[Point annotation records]
****************************************

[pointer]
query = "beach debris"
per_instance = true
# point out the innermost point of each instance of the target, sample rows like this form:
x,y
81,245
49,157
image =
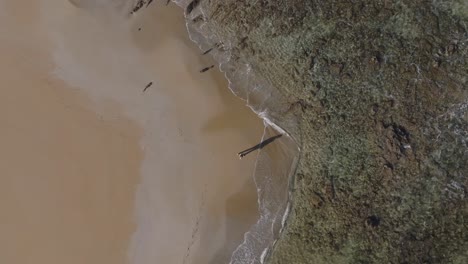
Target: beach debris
x,y
149,2
192,6
206,69
140,4
258,146
207,51
147,86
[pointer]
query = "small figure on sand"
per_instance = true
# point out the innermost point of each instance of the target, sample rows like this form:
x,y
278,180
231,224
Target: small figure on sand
x,y
148,86
258,146
206,68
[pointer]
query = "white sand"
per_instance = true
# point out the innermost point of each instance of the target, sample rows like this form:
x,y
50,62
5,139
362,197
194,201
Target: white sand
x,y
70,166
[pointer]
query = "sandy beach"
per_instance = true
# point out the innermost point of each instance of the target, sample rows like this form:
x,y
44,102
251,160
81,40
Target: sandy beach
x,y
93,169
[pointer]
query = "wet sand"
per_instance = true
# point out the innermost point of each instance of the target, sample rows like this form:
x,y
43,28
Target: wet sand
x,y
94,170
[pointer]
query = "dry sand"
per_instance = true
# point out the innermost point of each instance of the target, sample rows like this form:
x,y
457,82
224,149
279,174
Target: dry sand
x,y
93,170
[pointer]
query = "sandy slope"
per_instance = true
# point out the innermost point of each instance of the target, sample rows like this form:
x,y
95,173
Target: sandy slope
x,y
78,134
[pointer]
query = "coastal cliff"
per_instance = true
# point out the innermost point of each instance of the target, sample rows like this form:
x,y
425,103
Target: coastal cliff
x,y
379,89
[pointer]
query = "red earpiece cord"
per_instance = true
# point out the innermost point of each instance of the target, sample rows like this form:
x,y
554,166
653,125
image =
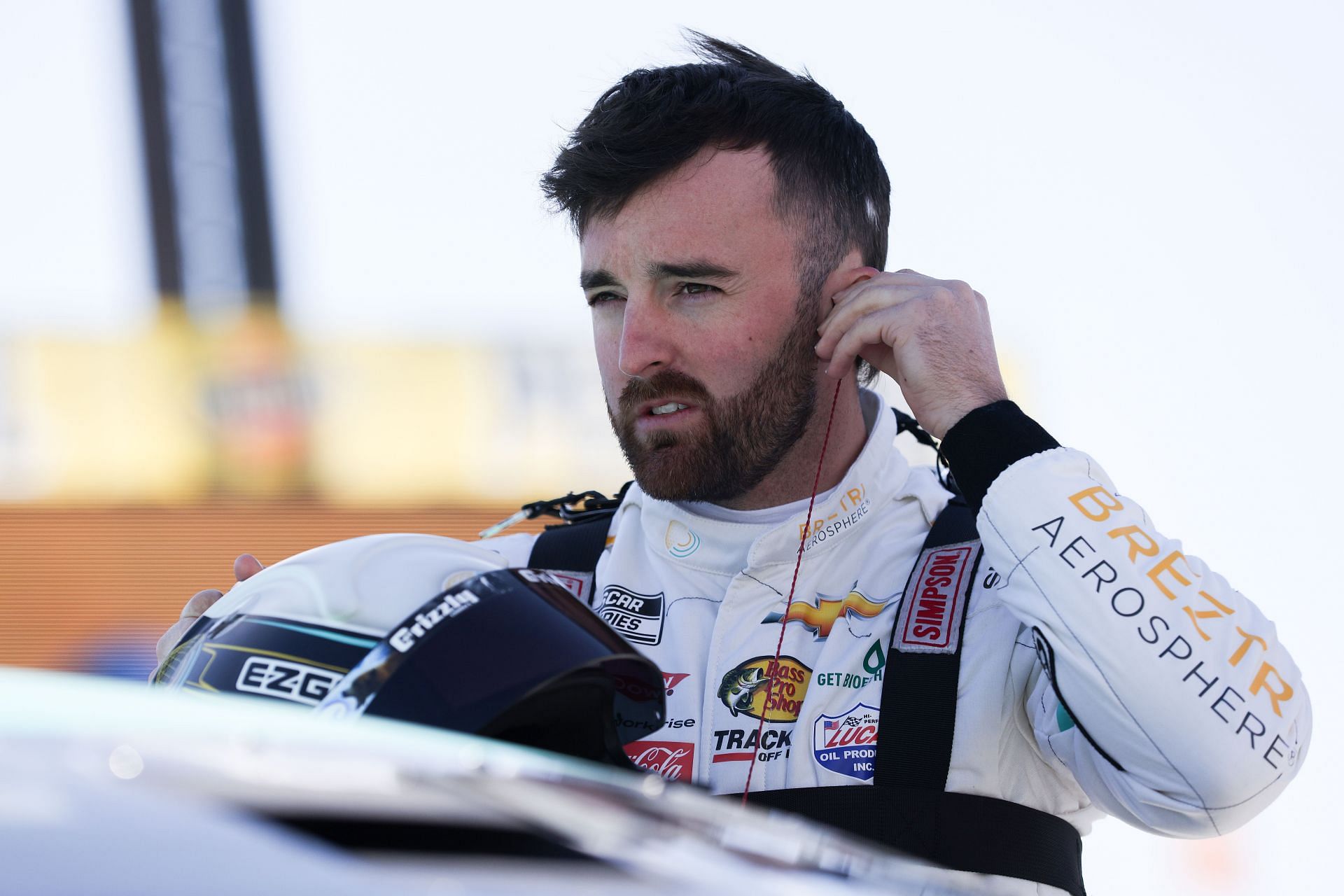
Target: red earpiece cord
x,y
784,620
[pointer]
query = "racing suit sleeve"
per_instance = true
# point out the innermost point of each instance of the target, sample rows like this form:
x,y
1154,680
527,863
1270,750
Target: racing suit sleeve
x,y
1166,692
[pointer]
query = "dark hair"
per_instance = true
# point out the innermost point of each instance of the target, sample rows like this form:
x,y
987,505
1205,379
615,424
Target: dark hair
x,y
828,175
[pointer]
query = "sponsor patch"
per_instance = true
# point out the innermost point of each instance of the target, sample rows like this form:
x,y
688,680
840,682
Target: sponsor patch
x,y
636,617
743,690
934,601
288,680
739,745
823,615
847,743
680,539
672,760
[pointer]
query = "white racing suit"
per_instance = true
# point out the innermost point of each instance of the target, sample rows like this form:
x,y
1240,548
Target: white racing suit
x,y
1182,713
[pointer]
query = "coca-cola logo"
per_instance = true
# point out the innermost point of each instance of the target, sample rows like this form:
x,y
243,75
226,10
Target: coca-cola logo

****************************************

WHAT THIS TASK INVOLVES
All the material shown above is to be copied exactly, with no pictures carried over.

REPLY TO THE TASK
[pointer]
query = "beach debris"
per_instance = true
# point out the innermost point of each instance of the target, sample rows like this form:
x,y
81,245
49,157
image =
Target: beach debris
x,y
149,2
192,6
206,69
140,4
258,146
207,51
147,86
[pointer]
query = "small figure on sand"
per_instance = true
# point out the innermost point of each instance of the target, sample rows like this form:
x,y
278,180
231,224
Target: small figure on sand
x,y
148,86
258,146
206,68
[pointer]
query = "white sand"
per_instance = true
# point out the innermost point of each instance of the target, sample rows like this form:
x,y
50,62
5,139
362,197
194,201
Target: white sand
x,y
70,166
[pointer]
query = "sandy beach"
per_instance = true
# point out the innermost point of each instance of the target, sample rows like this form:
x,y
44,102
251,160
81,40
Target: sandy beach
x,y
93,169
[pointer]
query = "wet sand"
per_instance = true
# point out the innermost point of each instance of the target, sample rows like this form:
x,y
43,28
Target: wet sand
x,y
94,170
[pointer]
query = "dry sand"
per_instance = true
# point out the innermost point of each instance of the target, sample rows like this form:
x,y
457,82
224,149
279,174
Target: dry sand
x,y
93,170
[pointer]
query = "sandy slope"
per_instance = true
# point out the innermost point of each instance of the target, sample rows like this form:
x,y
95,173
Target: sandy slope
x,y
78,134
[pointer]
query = "coastal cliff"
per_instance = true
# point out the innermost point of each instance of the target, sample rows like this form:
x,y
425,103
Target: coastal cliff
x,y
379,89
[pointer]
query = "red earpiece cord"
per_instance = true
# point out the innermost point of each instance of the target, sample rows like this form:
x,y
554,166
653,125
image =
Target: red earpiece cord
x,y
784,620
[pointer]
query = "racing suit sleeve"
per_instance = true
# point out the innermost point of each instance of the target, sample rows like this form:
x,y
1154,680
527,863
1270,750
Target: racing suit sleeve
x,y
1166,692
[pointer]
query = "dark hair"
per_instance = true
# point out the innermost point of each instance of the target, sample rows like this form:
x,y
987,505
1205,379
615,424
Target: dark hair
x,y
828,175
[pointer]
query = "sponsor patch"
per_instance = true
# point out the innermost point of each instance of the target, sample rows like this form:
x,y
688,680
840,682
Target: sponsor patch
x,y
636,617
743,690
934,601
288,680
739,745
823,615
847,743
680,539
672,760
[pointer]
query = "white racing suit"
per_instance = true
# point out the innermost point of each instance of the target, sample rows like this form:
x,y
1240,548
Target: white racing suit
x,y
1182,713
[pointer]
query = "coca-cola logo"
per_instance = true
# point out the innermost point of each instance of the target, sample rows like this form:
x,y
243,75
226,10
Target: coca-cola logo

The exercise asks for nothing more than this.